Exercise: Quote all of the material below word for word, omitting the pictures.

Object location annotation data:
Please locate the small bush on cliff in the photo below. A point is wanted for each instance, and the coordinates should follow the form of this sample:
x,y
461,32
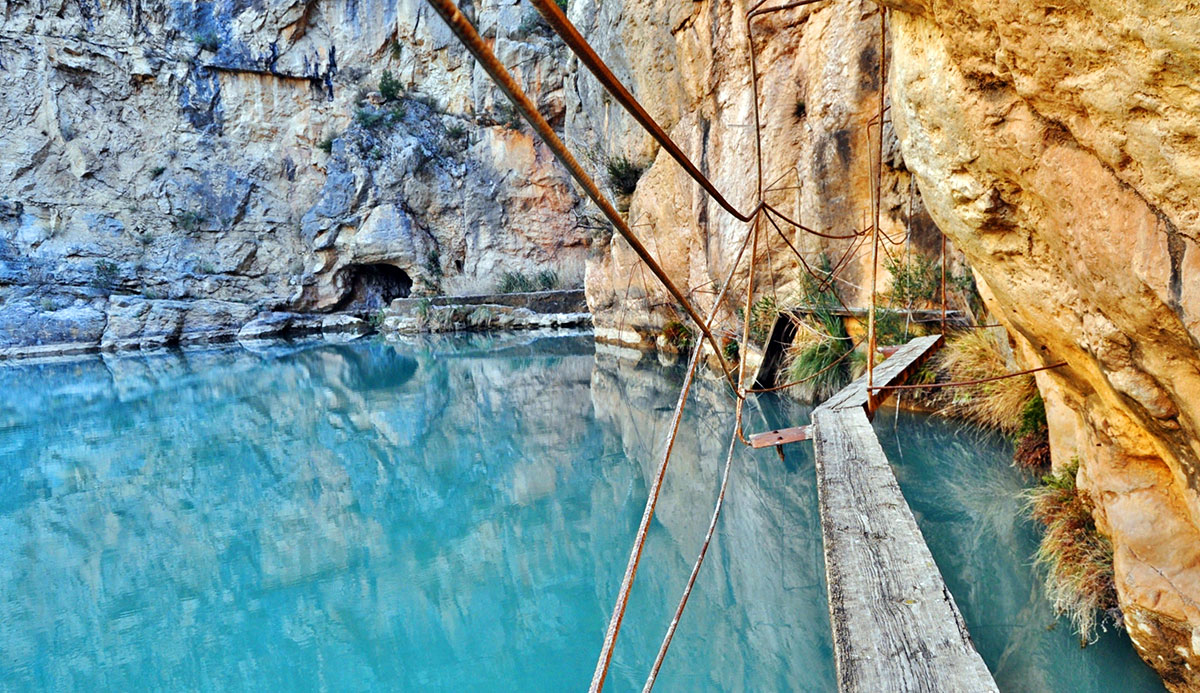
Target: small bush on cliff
x,y
976,355
917,279
1077,558
208,41
623,175
389,86
678,335
516,283
106,276
1032,437
190,221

Output of the exercise:
Please locate the small bush on cliff in the photo below. A point is wanted for each instance, and the coordinates should follow the form of this sample:
x,y
461,32
Target: small bush on cliff
x,y
976,355
917,279
1077,558
208,41
623,175
389,86
678,335
516,283
106,276
1032,437
190,221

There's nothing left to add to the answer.